#### [EXCERPTED TEXT]
The requirement to provide harassment prevention training to both supervisory and nonsupervisory employees is now not required until calendar year 2020, as opposed to the previous SB 1343 requirement that all applicable harassment training be conducted this year. This new change in the law will allow employers more time to provide any required training to those employees not already trained – especially nonsupervisory employees who are now required to receive at least one hour of harassment training every two years.
Harassment Prevention Training Conducted in 2018 & 2019?
What if you trained your employees in 2018? With the new timeline for implementing this training now calendar year 2020, any previous 2018 harassment training would be on track for the standard two-year follow-up training in calendar year 2020.
What about employers who already provided SB 1343-compliant training to supervisory and nonsupervisory employees in 2019? Refresher training is not required again for another two years, calendar year 2021.

#### [APPLY WHAT YOU READ]
1. Answer these questions from the text on harassment prevention training deadlines:
(a) By which calendar year must the required training for supervisory and nonsupervisory employees now be provided?
(b) How much harassment training must nonsupervisory employees now receive, and how often?
(c) When is refresher training next required for employers who already provided SB 1343-compliant training in 2019?
2. Can you resume the text on harassment prevention training deadlines, picking up after its final sentence?

Extracted records
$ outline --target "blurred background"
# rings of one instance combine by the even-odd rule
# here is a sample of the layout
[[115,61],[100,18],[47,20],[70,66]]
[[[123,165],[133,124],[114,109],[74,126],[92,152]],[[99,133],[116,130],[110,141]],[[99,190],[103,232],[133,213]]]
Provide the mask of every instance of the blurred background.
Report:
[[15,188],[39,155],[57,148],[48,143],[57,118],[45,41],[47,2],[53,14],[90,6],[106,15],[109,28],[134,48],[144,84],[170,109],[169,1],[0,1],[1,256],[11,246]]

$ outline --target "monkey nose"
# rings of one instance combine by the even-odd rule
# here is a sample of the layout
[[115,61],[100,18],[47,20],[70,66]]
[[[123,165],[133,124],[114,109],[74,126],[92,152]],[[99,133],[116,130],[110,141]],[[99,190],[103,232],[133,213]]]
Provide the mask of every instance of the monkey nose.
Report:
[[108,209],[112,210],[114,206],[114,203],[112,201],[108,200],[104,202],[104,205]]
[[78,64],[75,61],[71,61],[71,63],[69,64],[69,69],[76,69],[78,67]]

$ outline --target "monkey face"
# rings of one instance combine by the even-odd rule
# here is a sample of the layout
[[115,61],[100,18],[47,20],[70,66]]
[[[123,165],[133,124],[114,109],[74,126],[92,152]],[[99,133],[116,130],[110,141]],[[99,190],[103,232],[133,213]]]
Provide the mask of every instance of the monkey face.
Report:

#### [ANSWERS IN ORDER]
1.
(a) Calendar year 2020.
(b) At least one hour every two years.
(c) Calendar year 2021.

2.
New Law : AB 1804, Committee on Labor and Employment. Occupational injuries and illnesses: reporting
Existing law requires an employer to file a report of every occupational injury or occupational illness, as defined, of each employee that results in lost time beyond the date of the injury or illness, and that requires medical treatment beyond first aid, with the Department of Industrial Relations, on a form prescribed by the department. Existing law requires an employer to immediately report a serious occupational injury, illness, or death to the Division of Occupational Safety and Health by telephone or email, as specified.
This bill, instead, would require the report of serious occupational injury, illness, or death to the division to be made immediately by telephone or through an online mechanism established by the division for that purpose. The bill, until the division has made the online mechanism available, would require that the employer be permitted to make the report by telephone or email.